| Given problem |
Arrange each line of the rows below as a JSON list of strings, with one string per line and blank lines omitted.

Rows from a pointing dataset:
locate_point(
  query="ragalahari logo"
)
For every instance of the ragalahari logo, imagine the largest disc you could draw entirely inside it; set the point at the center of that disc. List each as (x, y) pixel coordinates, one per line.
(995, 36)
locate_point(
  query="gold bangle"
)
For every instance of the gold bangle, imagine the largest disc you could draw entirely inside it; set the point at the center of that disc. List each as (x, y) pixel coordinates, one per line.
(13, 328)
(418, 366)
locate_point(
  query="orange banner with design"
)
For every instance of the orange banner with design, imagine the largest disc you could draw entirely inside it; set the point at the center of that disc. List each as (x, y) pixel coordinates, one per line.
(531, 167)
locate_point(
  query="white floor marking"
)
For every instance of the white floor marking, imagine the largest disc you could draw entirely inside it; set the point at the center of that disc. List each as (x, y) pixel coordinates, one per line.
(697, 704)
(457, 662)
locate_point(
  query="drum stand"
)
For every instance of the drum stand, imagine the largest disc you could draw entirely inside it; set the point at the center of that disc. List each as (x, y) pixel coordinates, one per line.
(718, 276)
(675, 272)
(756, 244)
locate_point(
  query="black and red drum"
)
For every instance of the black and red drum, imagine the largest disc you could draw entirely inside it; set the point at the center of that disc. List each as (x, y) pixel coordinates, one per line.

| Response |
[
  "locate_point(",
  "  query=\"ragalahari logo\"",
  ")",
  "For every instance of the ragalahari logo, imagine the largest disc you could draw entirely inside it; set the point at the center of that disc. List each as (x, y) pixel coordinates, one per line.",
  "(995, 36)",
  "locate_point(",
  "  query=\"gold bangle\"",
  ")",
  "For every instance of the gold bangle, imagine the largest disc you could draw entirely inside it; set the point at the center of that disc. List each as (x, y) pixel coordinates, one per line.",
  "(13, 328)",
  "(418, 366)",
  "locate_point(",
  "  query=\"orange banner with design\"",
  ")",
  "For every instance of the orange banner with design, imagine the largest disc you could draw entirely inside it; set the point at the center of that disc. List each as (x, y) pixel coordinates, one per line.",
  "(531, 167)",
  "locate_point(",
  "  query=\"white floor marking\"",
  ")",
  "For every instance of the white floor marking, imagine the largest disc you could draw entirely inside it; set the point at the center of that disc. List each as (x, y) pixel coordinates, one per line.",
  "(697, 704)",
  "(457, 662)",
  "locate_point(",
  "  query=\"drum stand\"",
  ")",
  "For every instance of the drum stand, imagine the largest disc you could draw entirely inside it; set the point at the center of that disc. List each as (x, y) pixel coordinates, one per line.",
  "(718, 276)",
  "(675, 272)",
  "(756, 244)",
  "locate_point(",
  "  query=\"black and red drum\"",
  ")",
  "For every instance of the black and red drum, imagine the largest disc you could draw entirely inside it; set the point at the center of that disc. List each as (x, y) pixel coordinates, one per line."
]